__Texto extraído__:
——

Con el reciente estreno de la serie de HBO The Last of Us se puso de manifiesto cómo las ficciones ancladas en invasiones zombis pueden, a través de variedad de formatos y estilos, darle un giro a una premisa que se repite, pero cuyo desarrollo fluctúa de acuerdo a la mirada. El nido, la ópera prima del realizador Mattia Temponi, propone un abordaje acotado de una pandemia en la que los infectados no se mueven en grupo ni tampoco pululan en una metrópolis apocalíptica. Por el contrario, el cineasta achica el foco con un film minimalista (no así menos aterrador) en el que Sara (Blu Yoshimi), una joven infectada, es rescatada por un voluntario, Iván (Luciano Cáceres), quien la refugia en ese “nido”, el nombre que se les puso a los lugares para cumplir una cuarentena indefinida.

——

__Registros mostrados__:
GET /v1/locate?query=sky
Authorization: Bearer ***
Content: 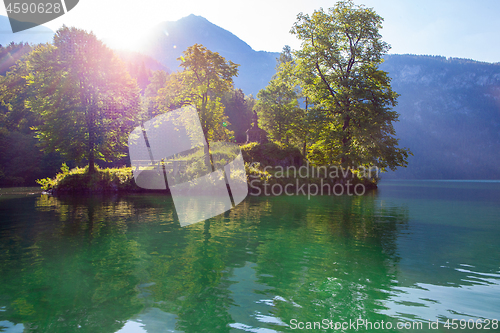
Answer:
[0,0,500,62]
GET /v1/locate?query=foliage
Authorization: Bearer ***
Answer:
[25,27,139,173]
[291,0,410,170]
[0,42,31,75]
[256,49,305,144]
[221,89,256,142]
[240,142,303,167]
[36,163,137,193]
[157,44,238,141]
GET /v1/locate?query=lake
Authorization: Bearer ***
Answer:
[0,181,500,333]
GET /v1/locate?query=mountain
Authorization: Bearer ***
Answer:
[140,15,279,96]
[0,15,54,46]
[381,55,500,179]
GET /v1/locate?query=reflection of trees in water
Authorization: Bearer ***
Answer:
[0,195,408,332]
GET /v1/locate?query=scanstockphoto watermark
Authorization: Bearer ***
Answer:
[249,163,380,199]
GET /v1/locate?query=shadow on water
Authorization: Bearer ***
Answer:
[0,188,454,333]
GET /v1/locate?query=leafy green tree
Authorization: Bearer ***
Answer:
[143,70,168,119]
[221,89,255,142]
[291,0,411,170]
[256,46,305,144]
[26,27,139,173]
[157,44,239,141]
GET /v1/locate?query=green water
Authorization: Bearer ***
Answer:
[0,181,500,333]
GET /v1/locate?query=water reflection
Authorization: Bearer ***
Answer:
[0,183,500,333]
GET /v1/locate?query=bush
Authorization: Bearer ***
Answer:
[36,163,138,193]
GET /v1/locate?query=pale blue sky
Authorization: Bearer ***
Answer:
[0,0,500,62]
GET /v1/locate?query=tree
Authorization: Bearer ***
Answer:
[157,44,239,141]
[221,88,255,142]
[291,0,411,170]
[26,26,139,173]
[256,45,306,148]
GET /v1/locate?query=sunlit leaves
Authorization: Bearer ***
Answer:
[291,0,411,169]
[22,27,139,169]
[157,44,239,141]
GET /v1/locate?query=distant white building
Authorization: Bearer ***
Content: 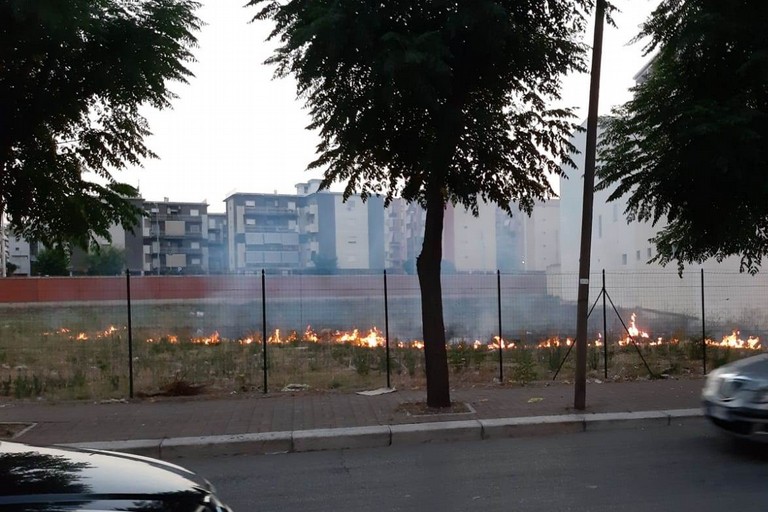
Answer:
[549,66,768,318]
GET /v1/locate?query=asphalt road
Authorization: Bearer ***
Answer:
[184,420,768,512]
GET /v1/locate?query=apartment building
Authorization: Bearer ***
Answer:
[296,180,386,271]
[207,213,229,274]
[225,193,300,273]
[142,198,208,274]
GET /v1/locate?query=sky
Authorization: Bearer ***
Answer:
[120,0,659,212]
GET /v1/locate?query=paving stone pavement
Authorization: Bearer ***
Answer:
[0,378,703,454]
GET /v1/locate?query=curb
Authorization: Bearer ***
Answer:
[62,409,703,460]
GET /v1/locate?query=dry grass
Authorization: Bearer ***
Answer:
[0,306,755,400]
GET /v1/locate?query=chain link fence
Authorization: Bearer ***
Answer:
[0,272,768,399]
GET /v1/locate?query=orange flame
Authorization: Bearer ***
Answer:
[707,331,762,350]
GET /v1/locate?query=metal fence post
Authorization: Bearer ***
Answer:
[125,268,133,398]
[701,268,707,375]
[261,269,267,394]
[384,269,392,389]
[496,270,504,384]
[603,269,608,380]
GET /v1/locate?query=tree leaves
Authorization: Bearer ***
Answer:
[598,0,768,273]
[249,0,592,213]
[0,0,200,247]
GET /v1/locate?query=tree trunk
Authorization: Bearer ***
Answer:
[416,186,451,407]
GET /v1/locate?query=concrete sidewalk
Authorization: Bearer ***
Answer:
[0,379,703,459]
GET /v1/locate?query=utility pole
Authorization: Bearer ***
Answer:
[0,212,8,277]
[573,0,607,411]
[155,203,162,275]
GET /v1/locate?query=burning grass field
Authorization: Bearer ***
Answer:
[0,305,762,400]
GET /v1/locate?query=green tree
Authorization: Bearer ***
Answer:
[597,0,768,273]
[5,261,19,276]
[88,245,125,276]
[32,245,69,276]
[0,0,200,248]
[248,0,593,407]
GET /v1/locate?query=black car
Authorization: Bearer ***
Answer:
[701,354,768,441]
[0,441,231,512]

——

__Lista de tareas__:
1. Según la reseña sobre El nido, ¿por qué el abordaje de la pandemia en esa película resulta acotado? Responda en una a tres oraciones.
2. Conteste brevemente, a partir de la reseña sobre El nido:
(a) ¿Qué lugar ocupa El nido en la obra de su realizador?
(b) ¿Qué intérprete da vida a Iván?
(c) ¿Para qué son los lugares llamados «nido»?
3. Escriba la continuación de la reseña sobre El nido a partir de su última oración.

__Lista de respuestas__:
1. El abordaje es acotado porque en la película los infectados no se mueven en grupo ni pululan en una metrópolis apocalíptica. En cambio, el cineasta achica el foco con un film minimalista centrado en Sara, una joven infectada a la que el voluntario Iván refugia en un «nido».

2.
(a) Es la ópera prima de Mattia Temponi.
(b) Luciano Cáceres.
(c) Son lugares para cumplir una cuarentena indefinida.

3.
La película de Temponi, con una austera puesta en escena -la acción transcurre en ese único espacio cerrado- y dos protagonistas que forjan un lazo a pesar de las limitaciones, logra un clima asfixiante, sobre todo cuando se aproxima a Sara con una mirada contemplativa de su padecer. En este punto, el largometraje recuerda la pandemia de coronavirus y sus pormenores (los síntomas, las fases y las formas de cuidado se mencionan reiteradamente) y busca contraponer posiciones. Por un lado, la joven cuestiona el motivo por el que contrajo el virus. Por el otro, el voluntario alude a la inmigración como una causa de su diseminación, lo que deriva en un interesante ida y vuelta entre dos protagonistas que acercan posiciones.
Cuando El nido se aleja de esos intercambios e incluye un tercer acto con golpes de efectos no del todo cohesivo con el tono que venía manejando, pierde fuerza. De todos modos, se posiciona como una original relectura de lo que implica la división de mundos cuando irrumpe el pánico y no hay salida a la vista.